> _PROVIDED PASSAGE_
= = = = = = =
I think that this a tough set of readings for anyone who gives or listens to a homily this weekend, especially in the United States! The continuously revolving news cycle of eyebrow raising allegations involving powerful men mistreating women (many of whom claim sexual assault) or preying on innocent children portrays a part of our society that is just plain reprehensible. Speaking as a woman, I think it will be difficult for many in the congregation, especially the women, not to think about some of these current events this week.

The truth is that our readings do indeed set the ideal of God's purpose and plan for creation and marriage and right living. The "bill of divorce" was to protect the woman from being discarded arbitrarily without any possibility of survival in a society where she could not work or support herself. Jesus still reminds us to protect and care for the down-trodden and those marginalized and neglected among us.

How does our society and our Church actually treat and protect those today who find themselves as "alleged" victims or those not in keeping with the "happily ever after" scenario or those whose interactive experiences with "authority" don't match anything close to feeling accepted? (Think here of anyone who might have raised your own eyebrows ever because he or she was "different" in some way.) Most people will agree that there is much room for improvement.

The public outcry over the sexual abuse scandal in the Church and in some societal places like the entertainment industry has rightfully been formidable. My personal opinion is that the outcry has not been "enough" to go past these highly visible instances, not enough to change our society from the inside out, to change the tainted culture underneath all of the inequality that surrounds perceived power. The current outcry should extend to what we teach very young boys and girls and teenagers, to the wage controversies in the workplace, to the under-reporting of any kind of intimidation, to struggling single parent families, to more than a "pat on the head" support to those whose lives have been forever altered by inequality. As I see it, listening to people's stories is a good baby step forward, but having the courage to change your viewpoint because of the story and acting differently has got to follow or else "listening" really wasn't!
= = = = = = =
> _DIRECTIVES_
A. Update a portion of the reflection on this weekend's readings: begin at the words "The truth is" and stop after "room for improvement.", replacing "marginalized" with "overlooked".
B. Decide whether each statement agrees with the reflection on this weekend's readings, answering yes or no and quoting the words that settle it: (i) the "bill of divorce" was meant to keep the woman from being discarded arbitrarily; (ii) the writer believes the public outcry over the sexual abuse scandal has been enough; (iii) the writer speaks as a man.
C. Pick up the reflection on this weekend's readings after its final sentence and keep writing it.
The records play no part in any of the work on the reflection on this weekend's readings.

> _GIVEN RECORDS_
= = = = = = =
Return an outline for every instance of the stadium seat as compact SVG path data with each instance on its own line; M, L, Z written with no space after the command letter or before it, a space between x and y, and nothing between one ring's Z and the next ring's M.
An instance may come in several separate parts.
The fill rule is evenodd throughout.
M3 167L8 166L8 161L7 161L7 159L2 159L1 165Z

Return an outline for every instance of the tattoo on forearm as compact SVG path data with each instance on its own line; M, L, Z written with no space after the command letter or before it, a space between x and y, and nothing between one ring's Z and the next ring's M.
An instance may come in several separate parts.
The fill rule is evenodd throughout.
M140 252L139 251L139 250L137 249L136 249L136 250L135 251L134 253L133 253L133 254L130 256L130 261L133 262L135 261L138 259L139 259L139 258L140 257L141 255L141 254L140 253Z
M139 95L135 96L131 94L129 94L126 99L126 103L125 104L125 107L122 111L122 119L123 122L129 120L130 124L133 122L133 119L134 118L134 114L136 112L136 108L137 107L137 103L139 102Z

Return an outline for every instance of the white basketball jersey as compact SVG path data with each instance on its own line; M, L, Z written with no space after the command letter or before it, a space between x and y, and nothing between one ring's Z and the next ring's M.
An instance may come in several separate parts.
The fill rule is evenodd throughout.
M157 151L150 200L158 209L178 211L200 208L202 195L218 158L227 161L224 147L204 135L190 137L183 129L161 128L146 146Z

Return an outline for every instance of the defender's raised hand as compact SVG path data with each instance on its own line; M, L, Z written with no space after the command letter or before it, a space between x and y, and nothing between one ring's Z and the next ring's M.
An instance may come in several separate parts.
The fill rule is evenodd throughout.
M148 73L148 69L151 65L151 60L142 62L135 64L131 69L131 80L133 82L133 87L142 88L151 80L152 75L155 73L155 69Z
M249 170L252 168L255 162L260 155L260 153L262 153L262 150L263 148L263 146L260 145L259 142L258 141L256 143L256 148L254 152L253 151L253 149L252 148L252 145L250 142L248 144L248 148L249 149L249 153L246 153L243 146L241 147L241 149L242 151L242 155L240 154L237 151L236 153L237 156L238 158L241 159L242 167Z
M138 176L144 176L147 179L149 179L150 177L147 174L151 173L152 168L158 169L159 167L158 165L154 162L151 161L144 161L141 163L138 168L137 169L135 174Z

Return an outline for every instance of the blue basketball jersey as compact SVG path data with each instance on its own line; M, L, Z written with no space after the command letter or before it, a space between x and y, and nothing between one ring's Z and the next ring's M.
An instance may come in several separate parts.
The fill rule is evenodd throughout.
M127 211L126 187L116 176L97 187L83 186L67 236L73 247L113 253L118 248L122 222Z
= = = = = = =
> _EXERCISE RESPONSES_
A.
The truth is that our readings do indeed set the ideal of God's purpose and plan for creation and marriage and right living. The "bill of divorce" was to protect the woman from being discarded arbitrarily without any possibility of survival in a society where she could not work or support herself. Jesus still reminds us to protect and care for the down-trodden and those overlooked and neglected among us.

How does our society and our Church actually treat and protect those today who find themselves as "alleged" victims or those not in keeping with the "happily ever after" scenario or those whose interactive experiences with "authority" don't match anything close to feeling accepted? (Think here of anyone who might have raised your own eyebrows ever because he or she was "different" in some way.) Most people will agree that there is much room for improvement.

B.
(i) Yes: "The "bill of divorce" was to protect the woman from being discarded arbitrarily"
(ii) No: "My personal opinion is that the outcry has not been "enough" to go past these highly visible instances"
(iii) No: "Speaking as a woman"

C.
Where do we start to change and then actively engage in the healing process? Jesus tells us "Amen, I say to you, whoever does not accept the kingdom of God like a child will not enter it." How does a child accept other members of the kingdom? You might want to add to my list that begins with friendliness, truthfulness, kindness, curiosity, willingness to learn, sharing ...............

Most young children will interact with other children quite positively regardless of outward appearances, economic status, race, education, gender, age, or even character traits... until their parents intervene or they start to watch TV. Since God created men and women as equal partners of the earth, why must we, their descendants, impose arbitrary restrictions on treating each other as equals? To feel "better" ourselves?

It is time to check our consciences. It is time to say to ourselves: "I didn't see it that way, but maybe I should expand my viewpoint." Our change of heart could begin by leaving a decent tip when eating out or in what needs to be considered as crucially important when voting.

I recently heard that 1 out of every 4 women in the US has been sexually assaulted. That is a lot of hurting people who need healing to say nothing of the broken society in which we live. Hmm, tough readings that once had a narrow focus.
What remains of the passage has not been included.